[Brief] Extract every line of the material below that contains the string "sofa".

Saved data entries
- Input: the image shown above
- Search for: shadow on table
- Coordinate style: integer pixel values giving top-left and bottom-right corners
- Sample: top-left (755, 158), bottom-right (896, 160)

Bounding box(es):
* * *
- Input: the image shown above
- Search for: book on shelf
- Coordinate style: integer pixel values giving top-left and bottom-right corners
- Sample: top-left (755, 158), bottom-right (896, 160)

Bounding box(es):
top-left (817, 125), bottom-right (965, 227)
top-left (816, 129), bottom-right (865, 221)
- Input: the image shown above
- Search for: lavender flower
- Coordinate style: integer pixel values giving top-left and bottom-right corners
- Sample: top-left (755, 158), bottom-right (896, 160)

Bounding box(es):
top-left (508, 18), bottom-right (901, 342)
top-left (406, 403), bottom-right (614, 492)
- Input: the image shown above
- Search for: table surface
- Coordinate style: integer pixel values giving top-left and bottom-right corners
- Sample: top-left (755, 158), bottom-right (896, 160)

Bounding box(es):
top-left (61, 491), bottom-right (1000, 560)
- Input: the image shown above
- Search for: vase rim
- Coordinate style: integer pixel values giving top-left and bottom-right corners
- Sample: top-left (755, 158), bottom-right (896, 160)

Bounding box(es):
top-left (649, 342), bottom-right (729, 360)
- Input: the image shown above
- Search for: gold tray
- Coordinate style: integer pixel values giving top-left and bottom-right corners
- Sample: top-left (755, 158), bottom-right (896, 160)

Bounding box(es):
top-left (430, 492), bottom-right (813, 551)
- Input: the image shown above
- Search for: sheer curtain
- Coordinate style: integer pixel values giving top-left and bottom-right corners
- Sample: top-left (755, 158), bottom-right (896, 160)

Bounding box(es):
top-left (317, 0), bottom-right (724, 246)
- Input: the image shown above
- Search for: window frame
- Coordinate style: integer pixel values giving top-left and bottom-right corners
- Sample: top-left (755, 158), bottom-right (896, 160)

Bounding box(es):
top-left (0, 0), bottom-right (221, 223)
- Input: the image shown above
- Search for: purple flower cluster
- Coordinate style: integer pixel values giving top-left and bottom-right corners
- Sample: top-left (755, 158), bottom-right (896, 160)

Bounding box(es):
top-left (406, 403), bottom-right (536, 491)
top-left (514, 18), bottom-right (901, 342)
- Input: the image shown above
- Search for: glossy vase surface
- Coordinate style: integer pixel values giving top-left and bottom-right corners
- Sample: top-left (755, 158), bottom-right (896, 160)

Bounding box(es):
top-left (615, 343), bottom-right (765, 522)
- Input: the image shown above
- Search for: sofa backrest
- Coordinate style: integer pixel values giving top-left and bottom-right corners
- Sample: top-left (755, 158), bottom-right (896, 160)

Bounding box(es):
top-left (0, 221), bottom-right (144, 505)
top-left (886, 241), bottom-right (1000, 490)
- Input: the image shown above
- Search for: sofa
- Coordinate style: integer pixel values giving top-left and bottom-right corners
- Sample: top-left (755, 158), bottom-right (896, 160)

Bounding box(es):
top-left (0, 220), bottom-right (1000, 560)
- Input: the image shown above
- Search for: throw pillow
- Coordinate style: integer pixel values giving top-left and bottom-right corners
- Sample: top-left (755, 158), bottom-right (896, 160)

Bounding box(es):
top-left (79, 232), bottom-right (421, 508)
---
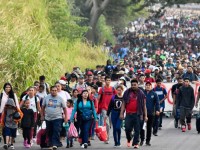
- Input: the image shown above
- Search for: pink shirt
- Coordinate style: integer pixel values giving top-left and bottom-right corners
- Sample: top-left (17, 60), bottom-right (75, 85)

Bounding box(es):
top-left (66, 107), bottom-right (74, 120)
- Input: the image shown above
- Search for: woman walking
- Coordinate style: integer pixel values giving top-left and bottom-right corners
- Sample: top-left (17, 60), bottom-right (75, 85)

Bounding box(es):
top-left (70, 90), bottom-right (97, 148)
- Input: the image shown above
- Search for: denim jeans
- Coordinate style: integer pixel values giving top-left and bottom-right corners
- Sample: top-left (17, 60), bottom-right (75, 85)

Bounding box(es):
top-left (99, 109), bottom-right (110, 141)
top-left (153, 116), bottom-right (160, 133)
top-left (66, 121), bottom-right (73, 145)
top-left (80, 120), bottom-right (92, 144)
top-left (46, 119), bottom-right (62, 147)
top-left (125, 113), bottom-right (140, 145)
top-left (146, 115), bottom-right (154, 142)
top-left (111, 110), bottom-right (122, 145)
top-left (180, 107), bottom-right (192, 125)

[Exercise solution]
- Search for: sofa backrest
- Search for: sofa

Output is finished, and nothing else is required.